Excerto do texto:
Domingo de
Pentecostes (ano B)
1ª
leitura: Actos dos Apóstolos, 2, 1-11
2ª
leitura: 1ª Carta de S. Paulo aos Coríntios, 12, 3-7.12-13
Evangelho: S. João, 20, 19-23.
E queimaram-se …
Fogo e vento sempre foram símbolos do poder do espírito de Deus. O
«sopro» ou «espírito» de Deus, revelado em Jesus Cristo, só é
claramente reconhecido depois de Jesus viver na alegria de Deus
(como vimos na festa da «Ascensão»). É o mesmo «sopro» (em hebraico
ruah e em grego pneuma) da criação do mundo e da
criação do Homem. É o vento e a respiração. Ambos estão ligados à
morte e à vida, mas particularmente à força vital.
Os discípulos de Jesus tanto se deixaram entusiasmar pela
experiência de um «mundo novo», que desataram a falar em público sem
peias, com um poder extraordinário de comunicação e de percepção do
essencial. Os Actos dos Apóstolos dão o colorido das «línguas de
fogo» e do «dom das línguas»: a nova mensagem é facilmente
inteligível, se a queremos escutar, e promove a união e o apreço dos
seres humanos entre si. É interessante contrastar com o
desentendimento provocado pela vaidade e ambição dos construtores da
Torre de «Babel» («confusão», em hebraico), como conta a lenda do
Livro do Génesis (11, 1-9).

Instruções de trabalho:
1 > Responda às perguntas sobre o texto do Pentecostes:
(a) Que dois elementos sempre foram símbolos do poder do espírito de Deus?
(b) Que palavras em hebraico e em grego correspondem ao «sopro»?
(c) Que significa «Babel» em hebraico?
2 > Por favor, cite sem alterações o trecho do texto do Pentecostes que começa nas palavras "E queimaram-se …" e acaba depois de "à força vital.".
3 > Traduza para inglês esta frase do texto do Pentecostes: «Fogo e vento sempre foram símbolos do poder do espírito de Deus.»
A listagem que se segue provém de outra fonte.

Listagem fornecida:
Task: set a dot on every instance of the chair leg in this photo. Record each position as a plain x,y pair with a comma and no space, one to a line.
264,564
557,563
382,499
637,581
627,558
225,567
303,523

Soluções:
1 >
(a) O fogo e o vento.
(b) Ruah em hebraico e pneuma em grego.
(c) «Confusão».

2 >
E queimaram-se …
Fogo e vento sempre foram símbolos do poder do espírito de Deus. O
«sopro» ou «espírito» de Deus, revelado em Jesus Cristo, só é
claramente reconhecido depois de Jesus viver na alegria de Deus
(como vimos na festa da «Ascensão»). É o mesmo «sopro» (em hebraico
ruah e em grego pneuma) da criação do mundo e da
criação do Homem. É o vento e a respiração. Ambos estão ligados à
morte e à vida, mas particularmente à força vital.

3 > Fire and wind have always been symbols of the power of the spirit of God.